● Work to complete: From the line that includes "to the cabinet" to the last line of the records, inclusive, repeat each line exactly.

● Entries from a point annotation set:

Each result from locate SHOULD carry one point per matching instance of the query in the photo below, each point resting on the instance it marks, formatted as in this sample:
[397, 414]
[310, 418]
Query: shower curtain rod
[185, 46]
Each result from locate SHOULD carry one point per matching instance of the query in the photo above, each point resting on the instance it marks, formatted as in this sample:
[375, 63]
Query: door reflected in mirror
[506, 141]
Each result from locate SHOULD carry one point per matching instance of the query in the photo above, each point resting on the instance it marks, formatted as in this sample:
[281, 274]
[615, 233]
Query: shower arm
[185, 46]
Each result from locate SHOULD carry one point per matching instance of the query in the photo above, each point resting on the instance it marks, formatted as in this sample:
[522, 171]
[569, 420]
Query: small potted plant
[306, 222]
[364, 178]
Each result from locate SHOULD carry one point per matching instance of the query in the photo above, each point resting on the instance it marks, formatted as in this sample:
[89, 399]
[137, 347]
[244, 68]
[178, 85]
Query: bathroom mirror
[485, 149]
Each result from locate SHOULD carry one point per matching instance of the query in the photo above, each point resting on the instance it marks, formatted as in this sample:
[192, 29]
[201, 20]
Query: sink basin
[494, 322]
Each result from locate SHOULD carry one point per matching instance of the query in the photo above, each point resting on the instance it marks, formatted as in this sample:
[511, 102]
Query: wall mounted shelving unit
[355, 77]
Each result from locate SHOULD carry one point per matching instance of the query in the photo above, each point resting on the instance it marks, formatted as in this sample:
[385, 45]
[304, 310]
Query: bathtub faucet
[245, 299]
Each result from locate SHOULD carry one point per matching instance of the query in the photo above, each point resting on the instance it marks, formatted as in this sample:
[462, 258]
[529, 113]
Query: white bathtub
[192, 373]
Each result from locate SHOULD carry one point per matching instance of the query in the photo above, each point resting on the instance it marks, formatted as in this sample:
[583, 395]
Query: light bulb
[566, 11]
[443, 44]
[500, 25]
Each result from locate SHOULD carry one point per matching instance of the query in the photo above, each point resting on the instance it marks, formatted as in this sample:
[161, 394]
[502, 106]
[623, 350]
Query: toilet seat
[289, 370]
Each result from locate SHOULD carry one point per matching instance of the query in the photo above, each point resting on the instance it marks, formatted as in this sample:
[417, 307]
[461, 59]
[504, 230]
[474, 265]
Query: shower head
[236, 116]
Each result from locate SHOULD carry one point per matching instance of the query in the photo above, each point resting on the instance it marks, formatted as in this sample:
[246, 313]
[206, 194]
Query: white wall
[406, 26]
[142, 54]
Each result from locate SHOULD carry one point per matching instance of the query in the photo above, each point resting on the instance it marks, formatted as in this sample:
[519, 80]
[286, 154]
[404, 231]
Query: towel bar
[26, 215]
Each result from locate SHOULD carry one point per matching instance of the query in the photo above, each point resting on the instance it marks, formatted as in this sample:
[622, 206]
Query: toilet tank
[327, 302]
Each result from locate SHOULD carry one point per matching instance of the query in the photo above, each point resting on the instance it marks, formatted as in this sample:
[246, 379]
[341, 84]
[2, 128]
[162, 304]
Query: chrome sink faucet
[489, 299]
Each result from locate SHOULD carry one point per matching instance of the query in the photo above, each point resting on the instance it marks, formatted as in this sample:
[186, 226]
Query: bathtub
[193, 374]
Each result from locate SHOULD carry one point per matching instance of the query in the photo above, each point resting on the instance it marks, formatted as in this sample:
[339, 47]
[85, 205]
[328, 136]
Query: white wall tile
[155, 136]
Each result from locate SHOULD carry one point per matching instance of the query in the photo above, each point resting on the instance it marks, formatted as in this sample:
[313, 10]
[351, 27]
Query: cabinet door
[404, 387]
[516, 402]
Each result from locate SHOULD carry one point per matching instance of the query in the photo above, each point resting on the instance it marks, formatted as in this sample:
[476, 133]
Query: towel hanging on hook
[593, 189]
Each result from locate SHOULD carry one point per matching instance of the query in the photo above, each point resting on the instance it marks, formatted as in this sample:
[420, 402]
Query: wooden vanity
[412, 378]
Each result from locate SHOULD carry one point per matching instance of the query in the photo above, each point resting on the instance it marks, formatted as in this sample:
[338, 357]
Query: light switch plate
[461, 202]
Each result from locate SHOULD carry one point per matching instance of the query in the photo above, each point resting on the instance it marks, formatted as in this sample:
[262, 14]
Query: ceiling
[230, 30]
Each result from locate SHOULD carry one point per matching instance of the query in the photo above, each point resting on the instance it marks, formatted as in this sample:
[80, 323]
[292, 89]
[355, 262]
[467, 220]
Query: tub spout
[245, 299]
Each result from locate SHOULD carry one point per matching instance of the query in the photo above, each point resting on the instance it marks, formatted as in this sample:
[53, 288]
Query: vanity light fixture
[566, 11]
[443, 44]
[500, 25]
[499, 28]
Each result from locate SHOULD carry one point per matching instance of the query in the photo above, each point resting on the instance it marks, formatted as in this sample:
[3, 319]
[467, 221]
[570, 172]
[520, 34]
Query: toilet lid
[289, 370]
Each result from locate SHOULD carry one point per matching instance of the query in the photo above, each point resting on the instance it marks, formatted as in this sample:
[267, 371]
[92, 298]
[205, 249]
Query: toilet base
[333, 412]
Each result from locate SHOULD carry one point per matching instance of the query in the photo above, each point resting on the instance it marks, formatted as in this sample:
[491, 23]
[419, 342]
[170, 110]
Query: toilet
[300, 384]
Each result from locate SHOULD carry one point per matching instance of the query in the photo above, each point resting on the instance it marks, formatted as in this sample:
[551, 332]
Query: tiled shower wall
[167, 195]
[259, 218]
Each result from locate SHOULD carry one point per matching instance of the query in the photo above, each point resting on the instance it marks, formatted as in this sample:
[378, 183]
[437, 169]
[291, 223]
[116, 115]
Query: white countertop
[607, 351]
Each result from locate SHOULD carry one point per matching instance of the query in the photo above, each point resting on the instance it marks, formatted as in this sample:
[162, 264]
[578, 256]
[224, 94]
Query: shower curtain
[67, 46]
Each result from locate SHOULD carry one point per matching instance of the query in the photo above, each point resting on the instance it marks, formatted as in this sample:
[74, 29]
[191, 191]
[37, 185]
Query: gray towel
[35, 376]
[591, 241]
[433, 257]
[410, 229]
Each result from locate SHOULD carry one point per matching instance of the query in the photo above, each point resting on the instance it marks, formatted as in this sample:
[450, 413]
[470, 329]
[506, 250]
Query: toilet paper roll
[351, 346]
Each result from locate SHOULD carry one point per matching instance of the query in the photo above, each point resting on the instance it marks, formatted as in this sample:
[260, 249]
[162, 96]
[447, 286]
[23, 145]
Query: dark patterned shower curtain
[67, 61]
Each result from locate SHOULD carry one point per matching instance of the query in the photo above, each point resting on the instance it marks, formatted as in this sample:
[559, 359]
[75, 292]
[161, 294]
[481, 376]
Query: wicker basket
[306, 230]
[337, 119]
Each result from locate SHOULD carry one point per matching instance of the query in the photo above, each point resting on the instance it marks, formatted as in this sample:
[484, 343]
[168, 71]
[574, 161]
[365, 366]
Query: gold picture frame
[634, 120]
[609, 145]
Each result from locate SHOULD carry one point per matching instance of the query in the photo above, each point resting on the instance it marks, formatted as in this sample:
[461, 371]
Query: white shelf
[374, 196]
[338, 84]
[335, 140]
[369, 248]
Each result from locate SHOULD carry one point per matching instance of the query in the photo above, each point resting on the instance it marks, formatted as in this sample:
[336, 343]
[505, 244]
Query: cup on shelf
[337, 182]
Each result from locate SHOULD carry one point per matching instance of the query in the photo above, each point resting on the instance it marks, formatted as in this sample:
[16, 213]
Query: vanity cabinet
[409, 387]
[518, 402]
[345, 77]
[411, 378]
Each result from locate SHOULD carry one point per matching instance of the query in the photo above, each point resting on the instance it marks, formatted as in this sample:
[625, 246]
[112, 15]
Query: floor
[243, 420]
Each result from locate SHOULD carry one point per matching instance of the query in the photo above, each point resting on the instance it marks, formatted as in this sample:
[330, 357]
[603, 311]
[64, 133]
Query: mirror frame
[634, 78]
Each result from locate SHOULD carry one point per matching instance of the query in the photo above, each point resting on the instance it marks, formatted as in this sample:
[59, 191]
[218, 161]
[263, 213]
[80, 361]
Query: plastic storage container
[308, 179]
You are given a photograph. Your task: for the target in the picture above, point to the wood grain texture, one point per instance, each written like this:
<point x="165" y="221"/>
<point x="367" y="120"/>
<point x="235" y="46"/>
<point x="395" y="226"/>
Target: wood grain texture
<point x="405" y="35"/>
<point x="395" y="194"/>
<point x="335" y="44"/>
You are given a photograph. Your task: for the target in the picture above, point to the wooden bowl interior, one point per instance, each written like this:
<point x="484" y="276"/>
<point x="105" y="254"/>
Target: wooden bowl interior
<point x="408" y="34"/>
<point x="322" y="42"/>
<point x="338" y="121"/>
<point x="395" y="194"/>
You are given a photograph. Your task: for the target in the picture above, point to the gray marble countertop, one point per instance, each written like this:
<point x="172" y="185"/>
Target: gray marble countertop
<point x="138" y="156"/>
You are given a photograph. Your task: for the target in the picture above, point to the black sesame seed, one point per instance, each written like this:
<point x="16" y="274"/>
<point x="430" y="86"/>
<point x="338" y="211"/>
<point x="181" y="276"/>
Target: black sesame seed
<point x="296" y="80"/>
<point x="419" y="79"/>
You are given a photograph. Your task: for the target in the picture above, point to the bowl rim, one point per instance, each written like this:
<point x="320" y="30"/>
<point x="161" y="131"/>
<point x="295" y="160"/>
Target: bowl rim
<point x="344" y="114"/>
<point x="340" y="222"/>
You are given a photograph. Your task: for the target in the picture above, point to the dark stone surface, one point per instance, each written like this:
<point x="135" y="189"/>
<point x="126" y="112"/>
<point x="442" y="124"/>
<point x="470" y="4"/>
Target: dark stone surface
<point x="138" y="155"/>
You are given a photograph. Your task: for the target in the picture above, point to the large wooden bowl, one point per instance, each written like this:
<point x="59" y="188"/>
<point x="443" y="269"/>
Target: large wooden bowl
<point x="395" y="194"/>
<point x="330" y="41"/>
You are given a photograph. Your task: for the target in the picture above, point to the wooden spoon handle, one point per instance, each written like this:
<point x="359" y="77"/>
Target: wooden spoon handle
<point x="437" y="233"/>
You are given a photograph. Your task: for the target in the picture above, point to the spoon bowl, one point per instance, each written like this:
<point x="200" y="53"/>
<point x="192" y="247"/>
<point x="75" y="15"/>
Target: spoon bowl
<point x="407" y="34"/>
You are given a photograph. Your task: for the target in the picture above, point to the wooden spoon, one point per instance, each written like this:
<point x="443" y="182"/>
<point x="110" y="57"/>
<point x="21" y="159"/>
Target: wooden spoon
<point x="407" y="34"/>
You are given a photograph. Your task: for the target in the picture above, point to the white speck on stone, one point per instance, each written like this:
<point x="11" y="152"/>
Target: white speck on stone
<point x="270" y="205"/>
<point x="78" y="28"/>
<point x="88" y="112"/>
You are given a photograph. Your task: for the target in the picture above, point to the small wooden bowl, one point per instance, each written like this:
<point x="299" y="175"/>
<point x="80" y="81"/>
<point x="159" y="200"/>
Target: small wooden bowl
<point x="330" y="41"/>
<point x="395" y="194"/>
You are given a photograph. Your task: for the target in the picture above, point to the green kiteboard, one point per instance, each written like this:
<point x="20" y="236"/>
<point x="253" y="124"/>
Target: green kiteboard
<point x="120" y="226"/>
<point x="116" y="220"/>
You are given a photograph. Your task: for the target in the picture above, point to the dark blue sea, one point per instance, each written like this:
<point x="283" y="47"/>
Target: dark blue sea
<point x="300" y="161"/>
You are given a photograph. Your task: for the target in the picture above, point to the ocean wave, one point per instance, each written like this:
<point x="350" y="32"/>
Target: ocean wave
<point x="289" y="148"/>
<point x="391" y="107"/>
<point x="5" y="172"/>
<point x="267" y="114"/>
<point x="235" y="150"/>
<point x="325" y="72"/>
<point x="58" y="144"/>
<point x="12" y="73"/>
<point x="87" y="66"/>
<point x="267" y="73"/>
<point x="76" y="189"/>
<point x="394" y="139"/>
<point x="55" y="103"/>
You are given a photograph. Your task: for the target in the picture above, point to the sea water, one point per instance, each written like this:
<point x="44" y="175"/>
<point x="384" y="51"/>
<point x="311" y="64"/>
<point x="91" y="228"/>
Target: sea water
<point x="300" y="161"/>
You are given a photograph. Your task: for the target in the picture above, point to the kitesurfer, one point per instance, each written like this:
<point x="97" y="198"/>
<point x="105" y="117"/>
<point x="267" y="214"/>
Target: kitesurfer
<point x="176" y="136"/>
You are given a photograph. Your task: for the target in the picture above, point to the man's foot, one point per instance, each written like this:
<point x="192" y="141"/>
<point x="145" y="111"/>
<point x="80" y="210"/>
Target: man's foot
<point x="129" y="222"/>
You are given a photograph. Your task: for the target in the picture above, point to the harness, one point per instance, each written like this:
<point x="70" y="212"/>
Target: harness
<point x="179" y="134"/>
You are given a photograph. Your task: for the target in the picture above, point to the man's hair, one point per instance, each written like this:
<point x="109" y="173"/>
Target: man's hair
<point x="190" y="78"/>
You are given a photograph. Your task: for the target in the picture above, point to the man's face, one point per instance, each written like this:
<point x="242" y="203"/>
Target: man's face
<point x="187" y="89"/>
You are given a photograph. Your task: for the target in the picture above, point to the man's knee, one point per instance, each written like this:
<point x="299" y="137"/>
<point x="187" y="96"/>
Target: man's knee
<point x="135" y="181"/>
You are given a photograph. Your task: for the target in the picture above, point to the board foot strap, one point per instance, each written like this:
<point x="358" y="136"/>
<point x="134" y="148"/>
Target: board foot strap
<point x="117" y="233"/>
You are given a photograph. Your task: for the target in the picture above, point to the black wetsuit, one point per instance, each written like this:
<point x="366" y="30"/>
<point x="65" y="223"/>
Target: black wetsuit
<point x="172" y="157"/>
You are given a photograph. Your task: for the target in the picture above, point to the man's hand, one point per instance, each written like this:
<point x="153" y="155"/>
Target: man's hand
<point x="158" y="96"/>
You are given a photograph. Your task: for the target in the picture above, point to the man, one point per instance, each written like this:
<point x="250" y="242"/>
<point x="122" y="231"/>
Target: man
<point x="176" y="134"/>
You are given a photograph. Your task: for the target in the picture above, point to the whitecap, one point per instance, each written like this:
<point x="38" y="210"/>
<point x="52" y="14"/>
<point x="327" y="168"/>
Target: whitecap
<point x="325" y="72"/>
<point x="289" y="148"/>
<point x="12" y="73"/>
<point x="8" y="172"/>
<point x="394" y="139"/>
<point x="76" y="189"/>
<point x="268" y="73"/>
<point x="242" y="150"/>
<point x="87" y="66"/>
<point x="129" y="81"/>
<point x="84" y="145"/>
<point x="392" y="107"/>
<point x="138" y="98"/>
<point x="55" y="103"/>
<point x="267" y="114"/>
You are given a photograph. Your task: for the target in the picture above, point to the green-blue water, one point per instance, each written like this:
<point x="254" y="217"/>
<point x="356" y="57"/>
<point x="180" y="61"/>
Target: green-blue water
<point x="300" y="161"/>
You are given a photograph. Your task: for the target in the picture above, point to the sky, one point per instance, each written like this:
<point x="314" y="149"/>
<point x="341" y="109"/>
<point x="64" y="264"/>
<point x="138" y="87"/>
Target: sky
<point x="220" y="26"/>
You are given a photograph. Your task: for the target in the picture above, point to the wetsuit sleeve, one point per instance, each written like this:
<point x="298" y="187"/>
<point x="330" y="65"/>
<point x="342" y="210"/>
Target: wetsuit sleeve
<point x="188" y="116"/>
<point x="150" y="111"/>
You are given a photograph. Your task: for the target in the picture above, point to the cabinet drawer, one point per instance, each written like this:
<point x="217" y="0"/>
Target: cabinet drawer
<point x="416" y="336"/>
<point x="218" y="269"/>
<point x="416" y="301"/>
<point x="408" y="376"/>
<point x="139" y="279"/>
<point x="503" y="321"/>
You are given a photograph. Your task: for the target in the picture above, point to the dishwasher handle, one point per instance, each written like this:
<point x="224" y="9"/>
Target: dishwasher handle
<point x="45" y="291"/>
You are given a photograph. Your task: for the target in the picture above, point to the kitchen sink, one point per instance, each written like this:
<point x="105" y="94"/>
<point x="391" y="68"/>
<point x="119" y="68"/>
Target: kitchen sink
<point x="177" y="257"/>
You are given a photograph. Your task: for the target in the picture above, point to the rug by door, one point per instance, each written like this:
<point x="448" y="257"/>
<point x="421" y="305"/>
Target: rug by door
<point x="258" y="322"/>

● Output of the task:
You are given a photograph. Your task: for the target in the picture above, point to the cabinet drawer, one point per instance, each written like this:
<point x="217" y="0"/>
Target: cabinet drawer
<point x="416" y="336"/>
<point x="218" y="269"/>
<point x="416" y="301"/>
<point x="408" y="376"/>
<point x="139" y="279"/>
<point x="503" y="321"/>
You are given a photograph. Your task: for the target in the picture above, point to the dishwasher handle, one point per instance, each written like this:
<point x="224" y="9"/>
Target: dishwasher handle
<point x="45" y="291"/>
You are given a photograph. Your task: for the target in the picture above, point to the kitchen sink, one point per instance, each written like this:
<point x="105" y="94"/>
<point x="391" y="68"/>
<point x="119" y="68"/>
Target: kitchen sink
<point x="177" y="257"/>
You are given a photograph. Your task: for the target in the picture above, point to the rug by door, one point per instance, each written like this:
<point x="448" y="257"/>
<point x="421" y="305"/>
Target: rug by door
<point x="258" y="322"/>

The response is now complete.